Items from a dataset:
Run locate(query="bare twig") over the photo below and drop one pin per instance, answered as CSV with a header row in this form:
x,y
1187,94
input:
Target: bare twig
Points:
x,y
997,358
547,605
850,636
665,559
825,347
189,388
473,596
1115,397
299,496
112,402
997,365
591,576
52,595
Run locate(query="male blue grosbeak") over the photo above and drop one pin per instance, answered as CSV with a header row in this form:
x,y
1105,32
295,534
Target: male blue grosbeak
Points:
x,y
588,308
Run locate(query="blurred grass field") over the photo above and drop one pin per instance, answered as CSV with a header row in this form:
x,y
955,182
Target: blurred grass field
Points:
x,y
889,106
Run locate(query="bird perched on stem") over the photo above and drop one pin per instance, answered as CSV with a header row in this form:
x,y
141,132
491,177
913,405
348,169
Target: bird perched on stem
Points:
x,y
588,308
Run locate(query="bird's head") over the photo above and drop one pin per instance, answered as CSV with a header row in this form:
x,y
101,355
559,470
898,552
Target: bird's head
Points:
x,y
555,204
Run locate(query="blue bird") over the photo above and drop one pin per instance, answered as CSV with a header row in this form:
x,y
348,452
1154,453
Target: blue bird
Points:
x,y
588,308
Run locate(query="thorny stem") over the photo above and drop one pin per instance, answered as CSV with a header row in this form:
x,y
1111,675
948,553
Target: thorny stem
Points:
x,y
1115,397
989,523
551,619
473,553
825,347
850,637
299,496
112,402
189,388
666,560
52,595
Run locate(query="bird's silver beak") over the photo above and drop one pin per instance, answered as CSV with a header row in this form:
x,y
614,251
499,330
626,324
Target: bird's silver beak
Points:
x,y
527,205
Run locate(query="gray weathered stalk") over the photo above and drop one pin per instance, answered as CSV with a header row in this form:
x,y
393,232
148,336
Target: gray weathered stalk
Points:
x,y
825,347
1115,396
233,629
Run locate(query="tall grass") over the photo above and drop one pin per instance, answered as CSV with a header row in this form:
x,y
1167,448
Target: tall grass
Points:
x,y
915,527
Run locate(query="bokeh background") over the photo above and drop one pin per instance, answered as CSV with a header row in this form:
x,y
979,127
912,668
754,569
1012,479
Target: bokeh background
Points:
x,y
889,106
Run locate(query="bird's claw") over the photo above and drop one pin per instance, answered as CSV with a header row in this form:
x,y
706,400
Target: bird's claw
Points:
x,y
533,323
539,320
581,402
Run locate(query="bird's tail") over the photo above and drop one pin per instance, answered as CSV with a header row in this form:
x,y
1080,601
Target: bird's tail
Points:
* * *
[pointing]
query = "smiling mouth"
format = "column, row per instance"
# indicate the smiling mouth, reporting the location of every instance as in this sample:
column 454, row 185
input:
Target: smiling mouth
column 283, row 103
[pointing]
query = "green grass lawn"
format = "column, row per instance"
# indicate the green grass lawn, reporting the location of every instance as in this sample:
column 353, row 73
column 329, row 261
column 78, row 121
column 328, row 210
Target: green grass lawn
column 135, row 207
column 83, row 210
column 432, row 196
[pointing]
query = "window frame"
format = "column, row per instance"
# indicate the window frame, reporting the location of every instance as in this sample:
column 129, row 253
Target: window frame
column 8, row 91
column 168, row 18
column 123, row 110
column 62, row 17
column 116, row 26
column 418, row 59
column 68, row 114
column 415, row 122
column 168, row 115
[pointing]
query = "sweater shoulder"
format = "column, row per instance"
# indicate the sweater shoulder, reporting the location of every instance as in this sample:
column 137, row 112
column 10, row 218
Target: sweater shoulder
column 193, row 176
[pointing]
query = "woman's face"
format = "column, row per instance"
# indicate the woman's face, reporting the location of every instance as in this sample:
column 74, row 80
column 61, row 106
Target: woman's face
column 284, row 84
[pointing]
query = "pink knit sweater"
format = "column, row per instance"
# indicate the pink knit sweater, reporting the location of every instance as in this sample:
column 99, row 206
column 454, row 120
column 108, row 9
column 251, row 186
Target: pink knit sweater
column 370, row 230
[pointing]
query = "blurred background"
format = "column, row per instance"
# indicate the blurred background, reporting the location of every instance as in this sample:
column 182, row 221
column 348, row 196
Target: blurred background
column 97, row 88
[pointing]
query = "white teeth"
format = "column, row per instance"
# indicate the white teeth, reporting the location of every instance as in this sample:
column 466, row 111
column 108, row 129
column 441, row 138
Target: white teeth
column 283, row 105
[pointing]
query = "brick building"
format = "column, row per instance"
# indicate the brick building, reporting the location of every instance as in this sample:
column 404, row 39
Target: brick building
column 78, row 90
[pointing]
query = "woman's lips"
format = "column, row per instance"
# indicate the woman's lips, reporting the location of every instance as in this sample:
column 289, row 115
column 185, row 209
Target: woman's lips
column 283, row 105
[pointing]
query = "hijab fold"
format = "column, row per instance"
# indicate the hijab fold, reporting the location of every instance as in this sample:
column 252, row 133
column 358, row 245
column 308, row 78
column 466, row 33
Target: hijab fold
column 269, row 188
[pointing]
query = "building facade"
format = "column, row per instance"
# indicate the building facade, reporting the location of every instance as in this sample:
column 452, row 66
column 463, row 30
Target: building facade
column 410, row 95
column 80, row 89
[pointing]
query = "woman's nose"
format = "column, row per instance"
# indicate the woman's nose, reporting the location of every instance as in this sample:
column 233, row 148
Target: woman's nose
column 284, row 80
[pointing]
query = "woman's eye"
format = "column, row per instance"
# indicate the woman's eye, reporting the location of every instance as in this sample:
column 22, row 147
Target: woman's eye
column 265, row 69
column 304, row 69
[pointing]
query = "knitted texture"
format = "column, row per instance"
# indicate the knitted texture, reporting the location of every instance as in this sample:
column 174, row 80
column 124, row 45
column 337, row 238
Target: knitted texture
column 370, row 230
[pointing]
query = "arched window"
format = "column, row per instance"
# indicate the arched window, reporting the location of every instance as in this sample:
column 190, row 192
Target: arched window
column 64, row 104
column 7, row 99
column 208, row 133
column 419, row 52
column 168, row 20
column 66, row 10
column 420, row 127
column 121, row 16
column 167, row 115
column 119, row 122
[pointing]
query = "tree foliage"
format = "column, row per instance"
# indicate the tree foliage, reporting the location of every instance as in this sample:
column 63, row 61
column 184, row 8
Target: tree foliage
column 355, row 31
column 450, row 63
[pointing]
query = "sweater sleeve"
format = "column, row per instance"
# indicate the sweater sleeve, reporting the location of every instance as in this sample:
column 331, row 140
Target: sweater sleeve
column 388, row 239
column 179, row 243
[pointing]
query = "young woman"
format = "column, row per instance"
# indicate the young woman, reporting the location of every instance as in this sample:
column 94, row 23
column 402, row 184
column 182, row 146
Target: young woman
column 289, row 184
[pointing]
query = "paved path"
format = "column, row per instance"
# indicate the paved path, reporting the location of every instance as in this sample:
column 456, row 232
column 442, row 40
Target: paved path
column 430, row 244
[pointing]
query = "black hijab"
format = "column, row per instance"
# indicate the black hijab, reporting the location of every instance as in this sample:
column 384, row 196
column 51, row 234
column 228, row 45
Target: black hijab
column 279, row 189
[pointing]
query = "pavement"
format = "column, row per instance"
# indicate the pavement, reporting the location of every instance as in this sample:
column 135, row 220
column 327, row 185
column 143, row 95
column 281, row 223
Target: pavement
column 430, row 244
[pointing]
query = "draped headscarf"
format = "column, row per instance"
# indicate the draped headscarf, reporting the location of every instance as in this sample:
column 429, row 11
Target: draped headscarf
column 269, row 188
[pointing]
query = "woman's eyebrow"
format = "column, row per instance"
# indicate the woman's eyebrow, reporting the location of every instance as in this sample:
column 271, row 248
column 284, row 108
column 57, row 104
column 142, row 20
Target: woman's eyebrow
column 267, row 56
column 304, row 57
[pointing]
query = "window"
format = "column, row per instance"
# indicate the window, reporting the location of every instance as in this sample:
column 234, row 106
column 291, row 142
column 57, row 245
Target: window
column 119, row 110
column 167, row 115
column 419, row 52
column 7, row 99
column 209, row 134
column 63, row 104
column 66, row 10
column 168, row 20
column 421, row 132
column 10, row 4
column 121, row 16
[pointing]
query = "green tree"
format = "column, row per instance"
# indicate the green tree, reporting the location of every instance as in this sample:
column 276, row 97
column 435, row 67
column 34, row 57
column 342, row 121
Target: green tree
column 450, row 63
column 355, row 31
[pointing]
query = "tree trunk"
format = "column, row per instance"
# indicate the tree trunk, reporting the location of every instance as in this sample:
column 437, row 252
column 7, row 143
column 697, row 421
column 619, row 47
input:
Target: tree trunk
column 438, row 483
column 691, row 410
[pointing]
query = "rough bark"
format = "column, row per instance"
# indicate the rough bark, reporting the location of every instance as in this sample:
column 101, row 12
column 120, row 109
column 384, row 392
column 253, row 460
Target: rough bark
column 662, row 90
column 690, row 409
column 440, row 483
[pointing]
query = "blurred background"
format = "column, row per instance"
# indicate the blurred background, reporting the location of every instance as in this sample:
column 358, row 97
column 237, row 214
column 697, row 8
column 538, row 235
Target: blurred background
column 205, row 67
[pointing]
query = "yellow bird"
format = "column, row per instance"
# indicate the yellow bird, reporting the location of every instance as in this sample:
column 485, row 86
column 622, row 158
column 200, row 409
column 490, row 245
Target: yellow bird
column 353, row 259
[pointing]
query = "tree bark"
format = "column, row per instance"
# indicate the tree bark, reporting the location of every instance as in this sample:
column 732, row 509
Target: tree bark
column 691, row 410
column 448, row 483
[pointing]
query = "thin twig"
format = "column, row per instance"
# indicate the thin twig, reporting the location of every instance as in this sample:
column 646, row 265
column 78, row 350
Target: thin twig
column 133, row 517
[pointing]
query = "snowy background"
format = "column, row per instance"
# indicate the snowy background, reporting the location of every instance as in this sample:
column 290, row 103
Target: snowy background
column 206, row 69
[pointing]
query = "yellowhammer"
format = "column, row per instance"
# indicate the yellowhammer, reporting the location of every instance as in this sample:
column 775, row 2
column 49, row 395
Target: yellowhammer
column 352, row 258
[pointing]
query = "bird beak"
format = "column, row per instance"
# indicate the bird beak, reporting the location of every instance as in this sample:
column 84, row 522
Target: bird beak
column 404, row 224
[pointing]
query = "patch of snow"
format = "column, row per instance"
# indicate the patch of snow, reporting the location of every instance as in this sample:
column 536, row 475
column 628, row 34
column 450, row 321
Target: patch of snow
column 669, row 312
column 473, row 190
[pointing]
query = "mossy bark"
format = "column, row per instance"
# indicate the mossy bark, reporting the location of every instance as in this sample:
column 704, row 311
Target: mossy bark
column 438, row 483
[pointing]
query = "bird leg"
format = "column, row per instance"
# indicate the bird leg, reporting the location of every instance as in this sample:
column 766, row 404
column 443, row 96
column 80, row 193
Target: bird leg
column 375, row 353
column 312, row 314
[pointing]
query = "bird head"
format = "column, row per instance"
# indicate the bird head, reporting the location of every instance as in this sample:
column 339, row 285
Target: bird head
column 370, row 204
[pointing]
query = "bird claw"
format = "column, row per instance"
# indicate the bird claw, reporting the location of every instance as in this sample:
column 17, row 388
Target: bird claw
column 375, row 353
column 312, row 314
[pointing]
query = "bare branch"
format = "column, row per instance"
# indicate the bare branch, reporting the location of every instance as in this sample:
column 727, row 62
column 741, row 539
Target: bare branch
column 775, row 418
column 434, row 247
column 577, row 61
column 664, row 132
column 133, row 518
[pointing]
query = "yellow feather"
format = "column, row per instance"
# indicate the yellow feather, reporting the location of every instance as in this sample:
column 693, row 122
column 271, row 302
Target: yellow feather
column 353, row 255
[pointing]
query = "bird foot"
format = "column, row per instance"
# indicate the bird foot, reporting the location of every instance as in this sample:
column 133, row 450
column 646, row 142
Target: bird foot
==
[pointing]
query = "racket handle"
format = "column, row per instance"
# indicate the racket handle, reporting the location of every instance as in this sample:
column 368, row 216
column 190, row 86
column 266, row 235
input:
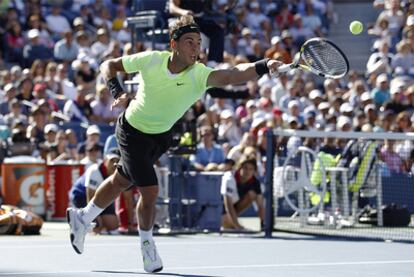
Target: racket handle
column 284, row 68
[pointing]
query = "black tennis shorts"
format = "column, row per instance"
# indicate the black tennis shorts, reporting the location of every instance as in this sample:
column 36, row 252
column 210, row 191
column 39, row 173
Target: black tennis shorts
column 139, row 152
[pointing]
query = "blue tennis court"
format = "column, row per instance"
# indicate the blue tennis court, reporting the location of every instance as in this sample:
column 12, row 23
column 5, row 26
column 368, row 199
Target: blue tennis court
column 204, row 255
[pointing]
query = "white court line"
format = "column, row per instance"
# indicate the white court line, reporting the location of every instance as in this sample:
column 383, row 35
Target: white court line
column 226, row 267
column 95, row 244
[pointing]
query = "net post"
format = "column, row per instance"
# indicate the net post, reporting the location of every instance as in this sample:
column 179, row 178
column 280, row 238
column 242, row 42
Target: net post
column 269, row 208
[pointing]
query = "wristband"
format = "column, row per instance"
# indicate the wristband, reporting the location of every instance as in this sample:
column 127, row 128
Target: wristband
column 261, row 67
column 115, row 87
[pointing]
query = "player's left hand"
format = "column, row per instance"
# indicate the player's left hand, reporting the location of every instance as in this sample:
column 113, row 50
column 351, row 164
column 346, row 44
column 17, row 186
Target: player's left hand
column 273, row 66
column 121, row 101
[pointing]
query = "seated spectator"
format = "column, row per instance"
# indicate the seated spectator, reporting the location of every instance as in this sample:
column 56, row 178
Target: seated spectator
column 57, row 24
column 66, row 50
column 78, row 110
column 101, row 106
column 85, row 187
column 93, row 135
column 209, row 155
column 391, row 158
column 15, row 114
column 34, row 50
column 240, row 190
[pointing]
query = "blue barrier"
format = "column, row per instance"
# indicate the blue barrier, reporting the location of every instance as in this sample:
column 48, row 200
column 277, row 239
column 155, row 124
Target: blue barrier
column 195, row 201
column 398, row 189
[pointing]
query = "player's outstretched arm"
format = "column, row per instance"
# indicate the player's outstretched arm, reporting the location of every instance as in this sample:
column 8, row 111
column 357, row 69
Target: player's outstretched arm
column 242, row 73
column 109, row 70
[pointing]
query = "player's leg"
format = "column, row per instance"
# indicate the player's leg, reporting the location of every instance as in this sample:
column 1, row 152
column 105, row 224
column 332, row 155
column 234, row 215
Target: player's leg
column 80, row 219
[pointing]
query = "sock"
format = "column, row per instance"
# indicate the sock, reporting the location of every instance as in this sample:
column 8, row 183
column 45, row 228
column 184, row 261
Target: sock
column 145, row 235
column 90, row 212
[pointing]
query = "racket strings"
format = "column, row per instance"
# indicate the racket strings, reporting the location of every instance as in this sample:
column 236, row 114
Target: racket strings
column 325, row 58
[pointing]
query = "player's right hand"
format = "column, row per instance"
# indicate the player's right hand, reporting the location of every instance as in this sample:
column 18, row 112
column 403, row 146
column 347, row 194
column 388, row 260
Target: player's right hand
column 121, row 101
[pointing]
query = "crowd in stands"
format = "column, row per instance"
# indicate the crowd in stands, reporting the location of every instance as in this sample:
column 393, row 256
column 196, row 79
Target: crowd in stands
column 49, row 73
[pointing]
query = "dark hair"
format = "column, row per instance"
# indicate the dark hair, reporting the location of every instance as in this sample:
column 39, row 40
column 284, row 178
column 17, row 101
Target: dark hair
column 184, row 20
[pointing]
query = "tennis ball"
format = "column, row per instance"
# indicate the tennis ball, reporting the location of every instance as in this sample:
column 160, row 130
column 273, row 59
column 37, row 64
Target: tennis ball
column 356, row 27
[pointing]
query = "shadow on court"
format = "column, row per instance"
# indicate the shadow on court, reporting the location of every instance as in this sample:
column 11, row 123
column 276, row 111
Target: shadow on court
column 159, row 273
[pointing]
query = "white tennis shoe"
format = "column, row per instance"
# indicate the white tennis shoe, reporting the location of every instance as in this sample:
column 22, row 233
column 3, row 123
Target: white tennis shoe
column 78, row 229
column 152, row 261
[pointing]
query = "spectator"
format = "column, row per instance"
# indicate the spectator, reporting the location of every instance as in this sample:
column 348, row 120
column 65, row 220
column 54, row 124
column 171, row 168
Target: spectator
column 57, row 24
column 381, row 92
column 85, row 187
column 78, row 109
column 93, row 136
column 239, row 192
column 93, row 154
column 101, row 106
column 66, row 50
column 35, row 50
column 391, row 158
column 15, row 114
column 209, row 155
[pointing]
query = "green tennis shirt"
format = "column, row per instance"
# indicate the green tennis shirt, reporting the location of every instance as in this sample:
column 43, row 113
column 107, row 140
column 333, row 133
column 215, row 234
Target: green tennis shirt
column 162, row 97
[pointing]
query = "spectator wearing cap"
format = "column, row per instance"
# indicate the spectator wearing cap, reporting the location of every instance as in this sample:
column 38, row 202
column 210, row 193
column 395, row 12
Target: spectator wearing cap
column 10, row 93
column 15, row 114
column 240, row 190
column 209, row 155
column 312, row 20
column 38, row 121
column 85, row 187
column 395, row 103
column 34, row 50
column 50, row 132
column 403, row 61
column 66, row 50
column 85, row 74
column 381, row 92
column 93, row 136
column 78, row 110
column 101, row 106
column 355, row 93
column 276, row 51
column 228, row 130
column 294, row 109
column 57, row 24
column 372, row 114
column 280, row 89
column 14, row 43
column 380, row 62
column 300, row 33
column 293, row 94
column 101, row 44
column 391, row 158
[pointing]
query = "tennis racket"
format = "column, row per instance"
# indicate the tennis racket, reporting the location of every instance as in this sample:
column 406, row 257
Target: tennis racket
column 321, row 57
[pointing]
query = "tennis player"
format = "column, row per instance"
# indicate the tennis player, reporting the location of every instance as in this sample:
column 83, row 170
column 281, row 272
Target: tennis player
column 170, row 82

Task statement>
Working through the data above, find every line holding "field" and copy it.

Exercise answer>
Run locate(query="blurred grass field") over the photo above and drop one pin per instance, answered as CSV with a header row in this form:
Target: blurred grass field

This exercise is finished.